▸ Tugas a
Tulis ulang bagian tulisan tentang Fahri Hamzah di bawah ini, mulai dari "Mari kita telaah" dan terus sampai "(conflict of Intertest)", dengan mengganti "terdakwa" menjadi "tersangka".
··· Halaman ···
Kasihan sekali Fahri Hamzah, makin lama
makin banyak logikanya yang terbalik-balik. Nalarnya makin menjauh dari
alur berpikir normal, yang lazim. Hal ini sangat kentara pada
komentarnya terhadap kasus E-KTP yang tengah ditangani KPK, yang
melibatkan puluhan anggota DPR dan Mendagri sebelumnya, Gamawan Fauzi.
Mari kita telaah satu persatu dengan
menganalisis pernyataan Fahri. Dengan diprosesnya dua terdakwa dalam
kasus tersebut, yakni Sugiharto, mantan mantan Direktur Pengelola
Informasi Administrasi Kependudukan, Direktorat Jenderal Kependudukan
dan Pencatatan Sipil Kemendagri dan Irman, mantan Direktur Jenderal
Kependudukan dan Pencatatan Sipil, Fahri bilang ketua KPK, Agus
Rahardjo, harus mundur.
Alasanya, Agus memiliki konflik kepentingan (conflict of Intertest)
atas kasus tersebut. Sebagai mantan Ketua Lembaga Pengkajian dan
Pengadaan Barang dan Jasa dengan Kementerian Dalam Negeri, Agus sangat
paham proyek E-KTP. Pada masa itu, kasus-KTP telah audit oleh BPK dan
dinyatakan bebas dari korupsi. Menurut Fahri, hal itu aneh. Setelah
diaudit dan dinyatakan bersih oleh BPK, malahan dijadikan kasus korupsi
setelah Agus menjadi ketua KPK.
Dengan cara berpikir itu, ada setidaknya empat alur pikir Fahri yang terbalik. Pertama,
kalau Agus Rahardjo punya kepentingan, katakanlah ia turut korupsi
misalnya, seharusnya ia berusaha keras memendam kasus itu. Ia tidak akan
mengutak-utiknya lagi karena dia sendiri akan terjerat bersama para
terdakwa dan calon terdakwa dari anggota DPR RI. Ini artinya, Agus
membuka kasus itu karena tidak memiliki benturan kepentingan. Terbalik
‘kan?
Kedua, jika Agus turut
terjerat, sudah pasti beliau akan dicopot dari posisinya sebagai ketua
KPK. Ini bisa menimbulkan banyak efek. Karirnya bisa tamat, keluarganya
turut menanggung malu, dan sebagainya. Orang waras, yang punya
kepentingan, tentu tidak akan melakukan hal seperti itu. Ini artinya,
Fahri seolah menyuruh Agus Rahardjo agar mengubah dirinya menjadi orang
yang tak waras. Aneh ‘kan?
··· Entri Dataset ···
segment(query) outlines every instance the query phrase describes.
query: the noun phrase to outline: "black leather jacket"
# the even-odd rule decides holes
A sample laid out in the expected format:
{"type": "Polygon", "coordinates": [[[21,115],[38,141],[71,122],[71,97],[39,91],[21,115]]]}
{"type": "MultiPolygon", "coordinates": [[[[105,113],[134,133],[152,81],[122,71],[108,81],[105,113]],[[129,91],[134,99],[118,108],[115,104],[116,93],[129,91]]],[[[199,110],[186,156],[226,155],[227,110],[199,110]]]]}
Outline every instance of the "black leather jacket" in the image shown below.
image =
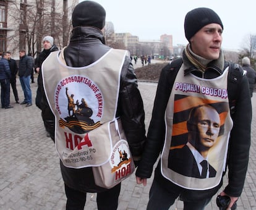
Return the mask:
{"type": "MultiPolygon", "coordinates": [[[[73,29],[69,46],[64,49],[65,61],[69,66],[86,66],[97,61],[110,49],[105,44],[104,36],[100,30],[88,27],[76,27],[73,29]]],[[[146,139],[145,112],[137,78],[129,57],[126,57],[121,77],[116,116],[119,116],[122,120],[133,158],[139,161],[146,139]]],[[[54,117],[46,105],[45,109],[50,117],[45,120],[45,123],[51,125],[49,131],[54,140],[54,117]]],[[[106,190],[95,185],[90,167],[80,169],[68,168],[61,161],[61,169],[64,181],[69,187],[84,192],[106,190]]]]}
{"type": "MultiPolygon", "coordinates": [[[[202,76],[202,73],[197,70],[197,68],[186,59],[184,55],[183,59],[184,64],[187,65],[186,69],[184,70],[185,75],[190,70],[198,77],[202,76]]],[[[208,66],[205,74],[207,78],[215,78],[222,74],[223,70],[217,68],[215,64],[209,64],[211,65],[208,66]]],[[[141,178],[151,177],[154,164],[163,149],[165,136],[164,114],[173,81],[174,81],[173,77],[174,74],[170,70],[169,65],[163,68],[155,99],[145,152],[136,171],[137,177],[141,178]]],[[[236,197],[239,196],[242,191],[250,145],[252,106],[248,80],[245,76],[242,78],[241,87],[237,93],[238,96],[236,105],[236,112],[232,117],[234,124],[231,132],[227,162],[229,169],[229,182],[224,190],[226,193],[229,196],[236,197]]],[[[221,180],[218,186],[207,190],[190,190],[179,187],[163,177],[159,162],[155,172],[155,178],[159,181],[163,187],[179,192],[182,197],[184,198],[198,200],[211,198],[222,186],[222,180],[221,180]]],[[[224,175],[224,173],[223,173],[224,175]]]]}

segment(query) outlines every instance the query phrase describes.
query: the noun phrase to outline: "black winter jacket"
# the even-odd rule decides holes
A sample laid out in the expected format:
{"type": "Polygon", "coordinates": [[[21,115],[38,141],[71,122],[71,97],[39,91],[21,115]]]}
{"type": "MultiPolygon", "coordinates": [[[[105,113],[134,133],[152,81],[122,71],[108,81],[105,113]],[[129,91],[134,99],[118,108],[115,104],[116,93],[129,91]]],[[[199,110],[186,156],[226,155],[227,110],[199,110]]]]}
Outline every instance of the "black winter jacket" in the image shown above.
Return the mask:
{"type": "MultiPolygon", "coordinates": [[[[186,65],[187,65],[186,69],[184,70],[185,74],[191,72],[197,77],[202,77],[202,72],[197,70],[197,68],[186,59],[184,55],[183,59],[184,64],[186,62],[186,65]]],[[[215,78],[222,74],[223,70],[218,69],[214,62],[211,62],[209,65],[208,69],[206,70],[205,73],[206,78],[215,78]]],[[[176,76],[176,74],[172,74],[169,64],[164,67],[161,71],[155,99],[152,118],[148,128],[145,152],[136,171],[137,177],[141,178],[150,178],[151,177],[153,165],[163,149],[165,137],[164,114],[174,81],[174,75],[176,76]]],[[[242,77],[241,88],[237,93],[238,96],[236,105],[236,112],[233,116],[234,124],[231,132],[227,161],[229,169],[229,182],[224,191],[229,196],[238,197],[241,195],[244,186],[250,145],[252,106],[248,80],[246,77],[242,77]]],[[[198,200],[211,198],[222,185],[221,180],[218,186],[207,190],[191,190],[179,187],[163,177],[160,171],[160,161],[159,161],[155,170],[155,178],[158,180],[163,187],[179,192],[181,197],[190,200],[198,200]]],[[[223,173],[224,175],[224,173],[223,173]]]]}
{"type": "Polygon", "coordinates": [[[250,97],[252,97],[255,84],[256,83],[256,72],[249,65],[243,65],[242,68],[246,70],[246,76],[249,82],[250,97]]]}
{"type": "Polygon", "coordinates": [[[19,64],[19,76],[20,77],[30,76],[32,70],[32,61],[27,55],[22,56],[19,64]]]}
{"type": "MultiPolygon", "coordinates": [[[[36,96],[35,99],[35,104],[36,106],[40,108],[40,109],[42,109],[41,107],[44,106],[43,102],[42,102],[43,104],[41,104],[41,100],[42,98],[43,97],[43,93],[42,93],[41,89],[42,88],[42,77],[41,77],[41,66],[42,64],[44,62],[44,61],[46,59],[47,57],[50,54],[51,52],[56,51],[59,50],[59,49],[53,44],[51,48],[49,49],[44,49],[40,54],[36,57],[35,59],[35,71],[36,71],[36,68],[39,68],[39,72],[38,72],[38,77],[37,78],[37,83],[38,85],[38,88],[36,90],[36,96]]],[[[43,114],[43,113],[42,113],[43,114]]],[[[43,118],[43,116],[42,116],[43,118]]],[[[46,130],[48,131],[48,127],[49,126],[48,124],[45,124],[45,128],[46,130]]]]}
{"type": "MultiPolygon", "coordinates": [[[[72,67],[88,65],[97,61],[111,48],[105,44],[102,32],[95,28],[74,28],[69,46],[64,50],[66,64],[72,67]]],[[[139,161],[145,141],[145,113],[137,78],[129,57],[126,57],[121,70],[121,85],[116,116],[120,116],[126,137],[135,160],[139,161]]],[[[54,140],[54,117],[45,101],[42,109],[45,124],[50,125],[54,140]]],[[[84,192],[106,190],[95,185],[91,167],[72,169],[61,161],[61,170],[65,183],[70,188],[84,192]]]]}

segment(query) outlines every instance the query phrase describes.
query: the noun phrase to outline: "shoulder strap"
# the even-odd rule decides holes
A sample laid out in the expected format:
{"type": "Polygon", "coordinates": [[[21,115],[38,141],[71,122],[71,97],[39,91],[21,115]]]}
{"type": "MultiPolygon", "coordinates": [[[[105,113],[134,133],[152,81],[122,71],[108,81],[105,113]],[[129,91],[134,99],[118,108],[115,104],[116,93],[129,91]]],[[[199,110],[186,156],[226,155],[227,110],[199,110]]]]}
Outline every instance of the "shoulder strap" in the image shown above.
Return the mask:
{"type": "Polygon", "coordinates": [[[228,95],[229,103],[230,113],[231,115],[236,112],[236,104],[237,100],[242,83],[244,70],[237,64],[226,62],[225,67],[229,66],[228,75],[228,95]]]}

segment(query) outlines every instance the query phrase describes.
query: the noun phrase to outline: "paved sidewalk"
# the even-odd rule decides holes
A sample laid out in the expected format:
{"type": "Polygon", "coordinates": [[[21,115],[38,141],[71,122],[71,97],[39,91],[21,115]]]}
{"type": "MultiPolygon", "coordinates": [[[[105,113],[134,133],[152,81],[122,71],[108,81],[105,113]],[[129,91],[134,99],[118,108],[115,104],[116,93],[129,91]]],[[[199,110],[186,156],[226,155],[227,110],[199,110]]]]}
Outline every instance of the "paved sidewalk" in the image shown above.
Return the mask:
{"type": "MultiPolygon", "coordinates": [[[[156,85],[139,83],[144,102],[147,128],[156,85]]],[[[0,109],[0,209],[64,210],[66,199],[59,158],[53,142],[46,137],[40,111],[34,103],[36,82],[31,86],[32,106],[25,107],[15,104],[11,92],[11,104],[14,108],[0,109]]],[[[22,102],[23,96],[19,79],[17,89],[22,102]]],[[[252,98],[254,110],[256,110],[255,94],[252,98]]],[[[256,113],[254,114],[250,162],[237,209],[256,209],[256,113]]],[[[138,185],[134,174],[124,181],[118,209],[145,209],[151,182],[152,178],[147,187],[138,185]]],[[[215,198],[206,209],[218,209],[215,198]]],[[[88,193],[85,209],[96,209],[95,201],[96,195],[88,193]]],[[[176,201],[170,209],[182,209],[182,202],[176,201]]]]}

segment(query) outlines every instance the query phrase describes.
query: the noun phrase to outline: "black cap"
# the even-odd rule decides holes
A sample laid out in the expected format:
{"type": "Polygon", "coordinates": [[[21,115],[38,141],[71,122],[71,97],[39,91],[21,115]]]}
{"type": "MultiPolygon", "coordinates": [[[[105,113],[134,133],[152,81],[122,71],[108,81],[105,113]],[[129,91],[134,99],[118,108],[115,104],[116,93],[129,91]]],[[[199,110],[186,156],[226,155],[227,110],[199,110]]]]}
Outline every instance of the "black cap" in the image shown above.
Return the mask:
{"type": "Polygon", "coordinates": [[[106,11],[98,3],[84,1],[78,4],[72,15],[73,27],[92,26],[100,29],[105,25],[106,11]]]}
{"type": "Polygon", "coordinates": [[[189,12],[185,17],[185,36],[189,41],[190,38],[204,26],[210,23],[218,23],[223,29],[221,20],[211,9],[200,7],[189,12]]]}

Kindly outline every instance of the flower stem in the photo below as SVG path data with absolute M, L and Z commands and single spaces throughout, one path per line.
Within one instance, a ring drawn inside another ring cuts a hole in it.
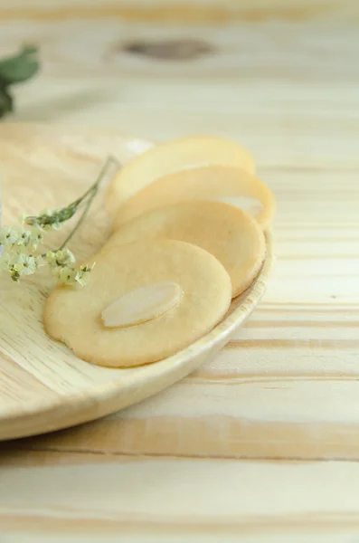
···
▸ Tugas b
Masukkan baris-baris entri di atas, mulai dari baris yang memuat "Kindly outline every" sampai akhir entri, ke dalam tabel Markdown dengan kolom Nomor dan Baris. Lewati baris kosong dan jangan sertakan gambar.

▸ Jawaban Benar a
Mari kita telaah satu persatu dengan
menganalisis pernyataan Fahri. Dengan diprosesnya dua tersangka dalam
kasus tersebut, yakni Sugiharto, mantan mantan Direktur Pengelola
Informasi Administrasi Kependudukan, Direktorat Jenderal Kependudukan
dan Pencatatan Sipil Kemendagri dan Irman, mantan Direktur Jenderal
Kependudukan dan Pencatatan Sipil, Fahri bilang ketua KPK, Agus
Rahardjo, harus mundur.
Alasanya, Agus memiliki konflik kepentingan (conflict of Intertest)

▸ Jawaban Benar b
| Nomor | Baris |
|---|---|
| 1 | Kindly outline every instance of the flower stem in the photo below as SVG path data with absolute M, L and Z commands and single spaces throughout, one path per line. |
| 2 | Within one instance, a ring drawn inside another ring cuts a hole in it. |